• Requirements
Rewrite the lines below, substituting "bush" for every "shrub" and changing nothing else. Leave the pictures out of your answer.

━━ Supplied entries ━━

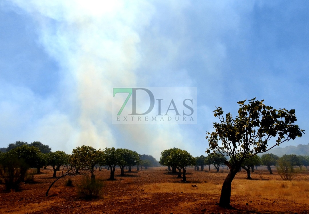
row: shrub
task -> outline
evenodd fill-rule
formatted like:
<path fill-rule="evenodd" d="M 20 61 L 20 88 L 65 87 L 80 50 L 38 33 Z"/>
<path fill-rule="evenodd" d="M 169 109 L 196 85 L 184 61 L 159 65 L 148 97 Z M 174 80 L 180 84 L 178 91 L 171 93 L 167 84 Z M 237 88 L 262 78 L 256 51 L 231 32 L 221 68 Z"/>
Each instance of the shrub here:
<path fill-rule="evenodd" d="M 7 190 L 19 190 L 19 185 L 24 180 L 29 167 L 21 158 L 9 152 L 0 157 L 0 179 Z"/>
<path fill-rule="evenodd" d="M 78 186 L 78 195 L 80 198 L 87 200 L 100 198 L 104 186 L 102 181 L 92 179 L 88 176 L 85 176 L 82 179 L 80 184 Z"/>
<path fill-rule="evenodd" d="M 34 175 L 36 174 L 37 170 L 36 169 L 31 169 L 29 170 L 25 176 L 25 182 L 26 183 L 33 183 L 34 181 Z"/>
<path fill-rule="evenodd" d="M 72 179 L 69 179 L 66 180 L 66 186 L 67 187 L 73 187 L 73 181 Z"/>
<path fill-rule="evenodd" d="M 278 160 L 278 165 L 276 167 L 278 173 L 284 180 L 292 180 L 296 173 L 296 172 L 292 170 L 291 163 L 281 158 Z"/>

━━━

• Output of the exercise
row: bush
task -> outline
evenodd fill-rule
formatted like:
<path fill-rule="evenodd" d="M 20 61 L 20 88 L 65 87 L 80 50 L 38 33 Z"/>
<path fill-rule="evenodd" d="M 169 109 L 196 85 L 184 61 L 159 65 L 148 97 Z M 174 80 L 180 84 L 178 91 L 171 93 L 167 84 Z M 237 88 L 262 78 L 256 51 L 231 32 L 221 68 Z"/>
Each instance of the bush here:
<path fill-rule="evenodd" d="M 7 190 L 19 190 L 19 185 L 24 180 L 29 167 L 21 158 L 9 152 L 0 157 L 0 179 Z"/>
<path fill-rule="evenodd" d="M 78 186 L 78 195 L 80 198 L 87 200 L 100 198 L 104 186 L 102 181 L 92 179 L 88 176 L 85 176 L 82 179 L 80 184 Z"/>
<path fill-rule="evenodd" d="M 34 175 L 36 174 L 37 170 L 36 169 L 31 169 L 29 170 L 25 176 L 25 182 L 26 183 L 33 183 L 34 181 Z"/>
<path fill-rule="evenodd" d="M 72 179 L 69 179 L 66 180 L 66 186 L 67 187 L 73 187 L 73 181 Z"/>
<path fill-rule="evenodd" d="M 278 160 L 278 165 L 276 167 L 278 173 L 284 180 L 292 180 L 296 173 L 296 172 L 292 170 L 291 163 L 281 158 Z"/>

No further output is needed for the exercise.